Written instruction
Reproduce each of the rows below verbatim, line for line, changing nothing.

Task inputs
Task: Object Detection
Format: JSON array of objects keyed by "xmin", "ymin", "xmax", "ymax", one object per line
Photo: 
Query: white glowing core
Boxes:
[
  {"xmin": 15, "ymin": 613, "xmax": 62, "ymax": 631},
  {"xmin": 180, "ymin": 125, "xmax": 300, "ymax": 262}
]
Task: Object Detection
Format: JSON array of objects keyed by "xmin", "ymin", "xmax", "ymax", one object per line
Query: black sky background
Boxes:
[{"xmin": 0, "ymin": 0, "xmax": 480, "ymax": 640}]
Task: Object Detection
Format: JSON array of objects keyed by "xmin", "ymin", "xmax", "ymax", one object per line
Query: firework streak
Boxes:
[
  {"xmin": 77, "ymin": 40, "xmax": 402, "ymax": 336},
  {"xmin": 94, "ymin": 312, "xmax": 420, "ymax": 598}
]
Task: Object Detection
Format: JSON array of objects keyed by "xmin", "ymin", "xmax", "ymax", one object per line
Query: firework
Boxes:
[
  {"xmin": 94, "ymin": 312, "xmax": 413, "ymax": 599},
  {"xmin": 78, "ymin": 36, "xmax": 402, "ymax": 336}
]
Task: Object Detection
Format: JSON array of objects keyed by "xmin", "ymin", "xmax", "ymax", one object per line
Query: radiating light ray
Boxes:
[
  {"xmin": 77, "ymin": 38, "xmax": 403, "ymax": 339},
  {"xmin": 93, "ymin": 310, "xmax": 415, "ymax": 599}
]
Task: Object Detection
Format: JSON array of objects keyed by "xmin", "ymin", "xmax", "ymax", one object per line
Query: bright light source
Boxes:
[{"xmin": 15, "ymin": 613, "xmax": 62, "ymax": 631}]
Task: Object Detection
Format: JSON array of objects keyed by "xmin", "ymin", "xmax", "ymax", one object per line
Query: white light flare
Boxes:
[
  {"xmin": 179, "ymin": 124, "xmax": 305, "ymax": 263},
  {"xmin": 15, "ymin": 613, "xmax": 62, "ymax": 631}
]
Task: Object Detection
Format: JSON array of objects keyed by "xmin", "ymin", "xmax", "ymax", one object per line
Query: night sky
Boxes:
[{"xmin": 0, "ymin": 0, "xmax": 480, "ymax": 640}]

Full answer
Task: Object Detection
Format: JSON array of objects keyed by "xmin", "ymin", "xmax", "ymax", one object per line
Photo: 
Query: white glowing core
Boxes:
[
  {"xmin": 15, "ymin": 613, "xmax": 62, "ymax": 631},
  {"xmin": 180, "ymin": 125, "xmax": 300, "ymax": 262}
]
Task: Object Detection
Format: JSON array of objects keyed by "xmin", "ymin", "xmax", "ymax", one object per line
Query: black sky background
Boxes:
[{"xmin": 0, "ymin": 0, "xmax": 480, "ymax": 640}]
Task: Object Detection
Format: JSON array of objects keyed by "xmin", "ymin", "xmax", "ymax", one object per line
Query: firework streak
Boxes:
[
  {"xmin": 77, "ymin": 40, "xmax": 402, "ymax": 336},
  {"xmin": 94, "ymin": 312, "xmax": 420, "ymax": 598}
]
Task: Object Detection
Format: JSON array of objects keyed by "xmin", "ymin", "xmax", "ymax", one object per line
Query: firework
Boxes:
[
  {"xmin": 94, "ymin": 312, "xmax": 413, "ymax": 599},
  {"xmin": 78, "ymin": 36, "xmax": 402, "ymax": 336}
]
Task: Object Detection
Format: JSON array of objects keyed by "xmin", "ymin", "xmax", "ymax", one object per line
Query: radiating light ray
Boxes:
[
  {"xmin": 77, "ymin": 38, "xmax": 403, "ymax": 339},
  {"xmin": 93, "ymin": 310, "xmax": 415, "ymax": 599}
]
Task: Object Detection
Format: JSON array of objects keyed by "xmin", "ymin", "xmax", "ymax", one object per line
Query: bright light source
Boxes:
[{"xmin": 15, "ymin": 613, "xmax": 62, "ymax": 631}]
Task: Object Detection
Format: JSON array of objects keyed by "xmin", "ymin", "xmax", "ymax", one object per line
Query: white light flare
Boxes:
[
  {"xmin": 179, "ymin": 124, "xmax": 305, "ymax": 263},
  {"xmin": 15, "ymin": 613, "xmax": 62, "ymax": 631}
]
Task: Object Detection
Format: JSON array of objects keyed by "xmin", "ymin", "xmax", "ymax", one object per line
Query: night sky
Boxes:
[{"xmin": 0, "ymin": 0, "xmax": 480, "ymax": 640}]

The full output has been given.